----- Excerpt

Saroyan Legacy to Son to be Portrayed in Stage Adaptation of ‘Papa You’re Crazy’

NEW YORK–A dramatic adaptation of William Saroyan’s powerful autobiographical novel “Papa You’re Crazy” will be presented at the William Saroyan Centenary Festival in the framework of High Fest International Theatre Festival in Yerevan, Armenia, on October 8. The production is adapted for the stage and directed by award-winning actress Nora Armani and is performed by Bartlomiej Soroczynski.

Armani’s adaptation of the work centers on the two main characters of the play, namely the author and his son. However, Ms. Armani has approached the staging and adaptation of the work as “primarily literature” and “not a documentary on the Saroyans. It is also the story of ‘any father and any son’ as Saroyan himself mentions in the novel at some point,” said Armani during a recent interview.

----------
----- Given information

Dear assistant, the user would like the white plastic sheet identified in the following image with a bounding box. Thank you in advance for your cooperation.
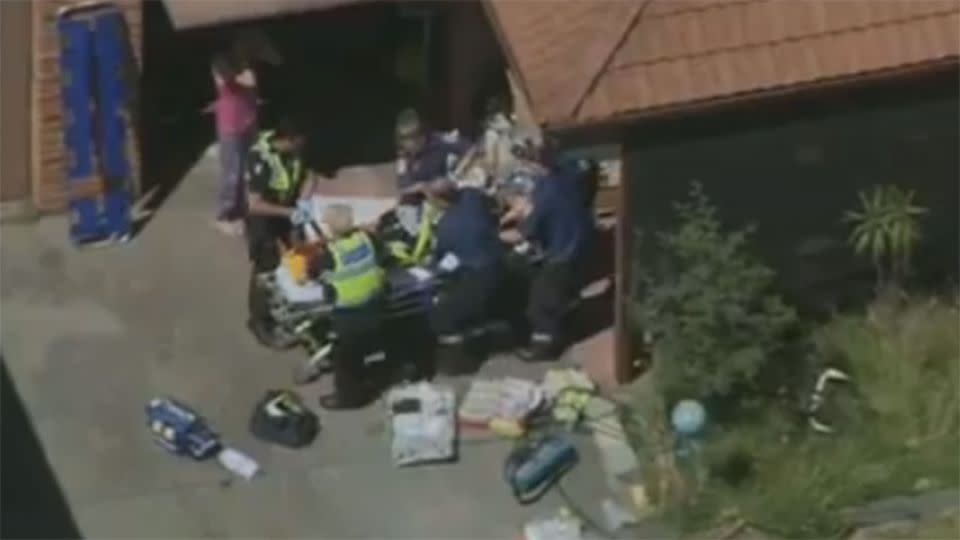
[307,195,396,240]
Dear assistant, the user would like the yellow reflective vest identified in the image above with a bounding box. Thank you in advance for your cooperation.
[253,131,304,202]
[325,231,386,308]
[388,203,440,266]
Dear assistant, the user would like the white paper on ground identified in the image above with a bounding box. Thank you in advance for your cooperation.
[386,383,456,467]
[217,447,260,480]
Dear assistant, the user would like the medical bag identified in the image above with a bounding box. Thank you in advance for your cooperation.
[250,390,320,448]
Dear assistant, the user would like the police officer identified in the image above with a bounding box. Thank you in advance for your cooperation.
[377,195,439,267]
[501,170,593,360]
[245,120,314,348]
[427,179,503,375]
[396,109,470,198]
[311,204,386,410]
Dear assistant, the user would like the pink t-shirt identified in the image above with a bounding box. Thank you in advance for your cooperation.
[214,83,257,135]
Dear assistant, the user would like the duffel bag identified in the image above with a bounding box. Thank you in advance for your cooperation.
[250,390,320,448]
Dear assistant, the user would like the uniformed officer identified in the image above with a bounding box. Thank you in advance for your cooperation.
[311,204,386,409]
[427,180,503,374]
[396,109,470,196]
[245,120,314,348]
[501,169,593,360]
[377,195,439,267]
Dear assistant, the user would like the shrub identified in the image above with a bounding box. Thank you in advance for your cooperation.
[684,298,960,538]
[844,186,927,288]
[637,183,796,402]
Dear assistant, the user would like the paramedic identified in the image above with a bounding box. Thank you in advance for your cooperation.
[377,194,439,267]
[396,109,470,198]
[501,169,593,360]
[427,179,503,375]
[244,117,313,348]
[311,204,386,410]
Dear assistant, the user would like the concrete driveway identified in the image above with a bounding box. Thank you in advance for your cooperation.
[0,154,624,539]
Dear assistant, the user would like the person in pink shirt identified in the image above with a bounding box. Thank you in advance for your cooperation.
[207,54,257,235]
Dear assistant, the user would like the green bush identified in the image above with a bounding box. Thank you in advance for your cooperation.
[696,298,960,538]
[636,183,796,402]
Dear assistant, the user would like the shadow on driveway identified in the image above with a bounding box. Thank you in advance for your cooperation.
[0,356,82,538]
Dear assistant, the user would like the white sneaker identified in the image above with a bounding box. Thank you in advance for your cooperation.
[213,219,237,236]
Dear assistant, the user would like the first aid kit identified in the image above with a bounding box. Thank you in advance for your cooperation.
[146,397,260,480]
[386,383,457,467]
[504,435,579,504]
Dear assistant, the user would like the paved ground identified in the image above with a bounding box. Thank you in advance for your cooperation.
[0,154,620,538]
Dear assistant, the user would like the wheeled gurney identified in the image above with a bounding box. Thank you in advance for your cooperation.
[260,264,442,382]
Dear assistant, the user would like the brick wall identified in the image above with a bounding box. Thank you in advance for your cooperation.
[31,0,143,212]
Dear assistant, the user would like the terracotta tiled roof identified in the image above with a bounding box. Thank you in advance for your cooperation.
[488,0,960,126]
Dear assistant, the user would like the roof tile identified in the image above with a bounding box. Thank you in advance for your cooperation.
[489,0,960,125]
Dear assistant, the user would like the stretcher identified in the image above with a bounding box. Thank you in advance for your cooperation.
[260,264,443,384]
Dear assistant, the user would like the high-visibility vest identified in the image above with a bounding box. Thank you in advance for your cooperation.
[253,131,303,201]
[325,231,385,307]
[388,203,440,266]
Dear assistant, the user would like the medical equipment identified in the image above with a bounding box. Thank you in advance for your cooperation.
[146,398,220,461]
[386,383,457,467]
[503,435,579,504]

----------
----- Given information

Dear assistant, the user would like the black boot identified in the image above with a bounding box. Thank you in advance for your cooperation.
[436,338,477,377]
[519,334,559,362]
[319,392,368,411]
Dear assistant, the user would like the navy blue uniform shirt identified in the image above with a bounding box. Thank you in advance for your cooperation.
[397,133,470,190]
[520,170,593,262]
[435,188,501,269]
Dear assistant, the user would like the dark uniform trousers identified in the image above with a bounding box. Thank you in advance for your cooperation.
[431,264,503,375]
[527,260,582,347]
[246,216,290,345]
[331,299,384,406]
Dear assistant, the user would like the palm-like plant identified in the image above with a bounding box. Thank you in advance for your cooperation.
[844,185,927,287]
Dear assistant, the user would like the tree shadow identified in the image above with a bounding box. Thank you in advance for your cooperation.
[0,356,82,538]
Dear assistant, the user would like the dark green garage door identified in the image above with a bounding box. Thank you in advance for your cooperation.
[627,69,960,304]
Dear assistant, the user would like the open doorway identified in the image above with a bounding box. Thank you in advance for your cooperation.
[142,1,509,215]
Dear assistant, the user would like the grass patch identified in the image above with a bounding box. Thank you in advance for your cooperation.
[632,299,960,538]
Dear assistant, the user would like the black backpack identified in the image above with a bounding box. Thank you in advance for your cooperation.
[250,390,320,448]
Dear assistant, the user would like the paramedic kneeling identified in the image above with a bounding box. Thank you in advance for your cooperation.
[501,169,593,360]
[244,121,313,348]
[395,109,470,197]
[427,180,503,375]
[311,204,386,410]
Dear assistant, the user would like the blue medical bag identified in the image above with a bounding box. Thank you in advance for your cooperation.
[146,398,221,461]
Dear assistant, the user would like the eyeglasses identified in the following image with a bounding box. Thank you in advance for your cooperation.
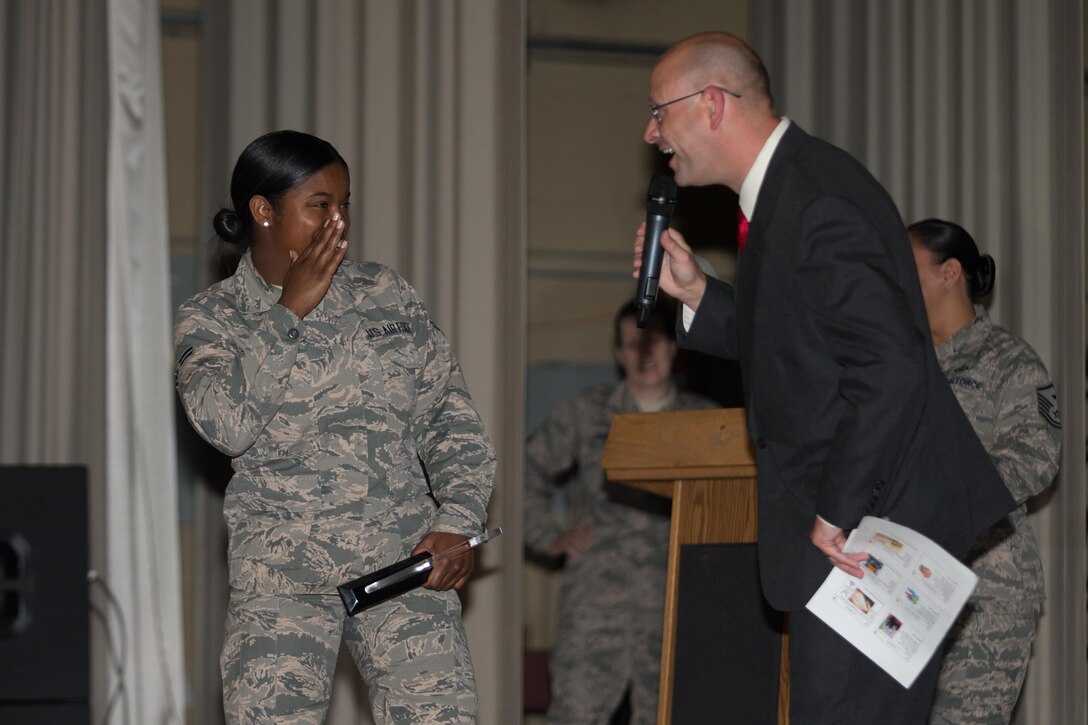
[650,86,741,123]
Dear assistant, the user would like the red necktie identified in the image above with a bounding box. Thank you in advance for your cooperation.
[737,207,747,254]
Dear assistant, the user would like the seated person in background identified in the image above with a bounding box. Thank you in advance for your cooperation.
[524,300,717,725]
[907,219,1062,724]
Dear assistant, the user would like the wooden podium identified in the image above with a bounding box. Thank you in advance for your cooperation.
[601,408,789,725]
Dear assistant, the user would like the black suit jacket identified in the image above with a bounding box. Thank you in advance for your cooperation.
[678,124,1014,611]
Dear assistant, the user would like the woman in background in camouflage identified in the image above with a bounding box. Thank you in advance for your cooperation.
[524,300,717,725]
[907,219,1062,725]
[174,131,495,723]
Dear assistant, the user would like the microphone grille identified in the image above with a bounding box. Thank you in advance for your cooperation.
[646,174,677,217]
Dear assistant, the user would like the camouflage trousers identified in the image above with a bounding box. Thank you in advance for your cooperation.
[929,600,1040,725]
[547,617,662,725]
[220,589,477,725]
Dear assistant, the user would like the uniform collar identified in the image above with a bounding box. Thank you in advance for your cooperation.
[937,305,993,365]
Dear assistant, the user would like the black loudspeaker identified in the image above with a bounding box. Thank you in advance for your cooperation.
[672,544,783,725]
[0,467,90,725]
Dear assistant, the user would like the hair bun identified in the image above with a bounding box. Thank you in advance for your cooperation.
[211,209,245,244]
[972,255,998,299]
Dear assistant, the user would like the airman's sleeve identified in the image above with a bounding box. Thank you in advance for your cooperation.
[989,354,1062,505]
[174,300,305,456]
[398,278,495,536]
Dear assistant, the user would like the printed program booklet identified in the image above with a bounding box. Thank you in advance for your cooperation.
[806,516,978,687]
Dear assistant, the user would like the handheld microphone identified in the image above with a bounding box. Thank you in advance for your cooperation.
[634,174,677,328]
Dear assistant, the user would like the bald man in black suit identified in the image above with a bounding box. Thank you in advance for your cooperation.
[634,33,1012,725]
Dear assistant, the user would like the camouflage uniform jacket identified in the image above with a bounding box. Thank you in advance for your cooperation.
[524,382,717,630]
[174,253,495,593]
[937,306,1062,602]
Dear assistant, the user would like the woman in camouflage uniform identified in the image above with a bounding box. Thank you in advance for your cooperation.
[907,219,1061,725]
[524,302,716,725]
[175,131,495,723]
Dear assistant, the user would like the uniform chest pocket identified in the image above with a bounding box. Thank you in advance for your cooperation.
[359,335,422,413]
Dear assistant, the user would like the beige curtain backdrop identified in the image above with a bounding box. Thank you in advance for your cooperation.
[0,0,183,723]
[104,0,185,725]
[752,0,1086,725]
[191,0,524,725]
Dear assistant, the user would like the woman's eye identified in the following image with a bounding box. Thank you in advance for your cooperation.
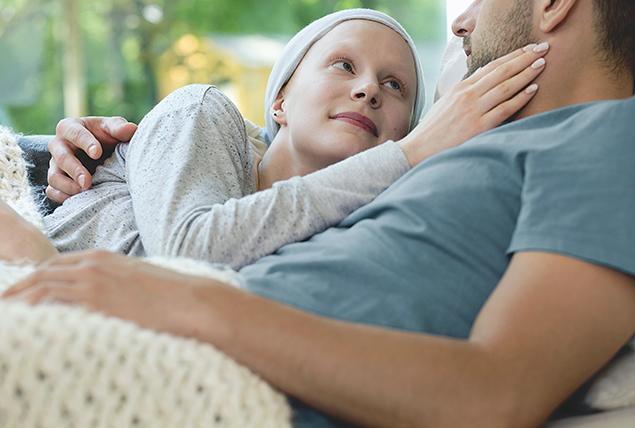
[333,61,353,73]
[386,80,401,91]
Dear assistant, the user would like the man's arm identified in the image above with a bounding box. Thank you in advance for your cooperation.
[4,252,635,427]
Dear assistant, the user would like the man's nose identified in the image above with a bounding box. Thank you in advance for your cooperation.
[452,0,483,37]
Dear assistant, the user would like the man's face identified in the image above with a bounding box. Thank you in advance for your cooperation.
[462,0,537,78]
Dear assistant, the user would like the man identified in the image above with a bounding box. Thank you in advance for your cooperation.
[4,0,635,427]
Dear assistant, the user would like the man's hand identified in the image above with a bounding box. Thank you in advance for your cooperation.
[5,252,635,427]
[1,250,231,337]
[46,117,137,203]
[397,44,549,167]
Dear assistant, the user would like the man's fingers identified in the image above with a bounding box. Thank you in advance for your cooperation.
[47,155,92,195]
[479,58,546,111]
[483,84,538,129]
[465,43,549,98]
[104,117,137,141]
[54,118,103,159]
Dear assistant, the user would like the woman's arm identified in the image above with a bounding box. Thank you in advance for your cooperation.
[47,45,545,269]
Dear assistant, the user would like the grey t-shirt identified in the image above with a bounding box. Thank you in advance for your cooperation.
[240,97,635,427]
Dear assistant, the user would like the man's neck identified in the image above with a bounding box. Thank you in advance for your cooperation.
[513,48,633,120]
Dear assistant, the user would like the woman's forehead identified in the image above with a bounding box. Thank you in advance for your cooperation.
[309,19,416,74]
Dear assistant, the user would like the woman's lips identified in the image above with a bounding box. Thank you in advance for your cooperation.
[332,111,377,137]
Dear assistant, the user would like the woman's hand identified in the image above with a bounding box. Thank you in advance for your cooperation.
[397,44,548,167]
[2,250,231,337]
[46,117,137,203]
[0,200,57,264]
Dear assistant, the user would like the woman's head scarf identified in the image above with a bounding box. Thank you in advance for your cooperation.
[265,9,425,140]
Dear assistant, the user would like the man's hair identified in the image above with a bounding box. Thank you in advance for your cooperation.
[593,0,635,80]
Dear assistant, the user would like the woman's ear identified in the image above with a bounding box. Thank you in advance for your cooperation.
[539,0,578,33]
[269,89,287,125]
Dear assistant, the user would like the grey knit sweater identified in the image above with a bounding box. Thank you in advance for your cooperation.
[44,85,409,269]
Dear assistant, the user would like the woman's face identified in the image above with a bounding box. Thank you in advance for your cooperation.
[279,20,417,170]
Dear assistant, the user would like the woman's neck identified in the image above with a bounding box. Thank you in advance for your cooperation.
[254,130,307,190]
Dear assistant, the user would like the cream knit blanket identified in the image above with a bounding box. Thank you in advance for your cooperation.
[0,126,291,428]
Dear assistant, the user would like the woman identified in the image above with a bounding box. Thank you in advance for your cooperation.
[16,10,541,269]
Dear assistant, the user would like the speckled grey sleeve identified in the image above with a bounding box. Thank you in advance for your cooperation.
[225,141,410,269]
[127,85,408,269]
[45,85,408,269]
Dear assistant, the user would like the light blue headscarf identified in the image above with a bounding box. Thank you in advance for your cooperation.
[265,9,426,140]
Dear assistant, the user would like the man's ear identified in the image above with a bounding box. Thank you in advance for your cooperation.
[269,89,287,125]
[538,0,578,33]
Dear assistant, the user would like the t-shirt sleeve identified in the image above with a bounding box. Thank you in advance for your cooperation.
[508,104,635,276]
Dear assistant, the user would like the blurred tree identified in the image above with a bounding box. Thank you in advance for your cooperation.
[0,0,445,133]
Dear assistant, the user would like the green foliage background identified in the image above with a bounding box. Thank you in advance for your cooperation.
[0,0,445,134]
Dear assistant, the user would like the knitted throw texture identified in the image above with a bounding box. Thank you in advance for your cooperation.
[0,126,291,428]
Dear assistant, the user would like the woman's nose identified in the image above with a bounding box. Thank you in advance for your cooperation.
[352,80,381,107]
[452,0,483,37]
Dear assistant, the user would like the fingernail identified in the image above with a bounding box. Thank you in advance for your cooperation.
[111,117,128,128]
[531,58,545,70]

----------

Aim: In the news item about the stage adaptation of "Papa You're Crazy," who performs the production?

Worked solution: Bartlomiej Soroczynski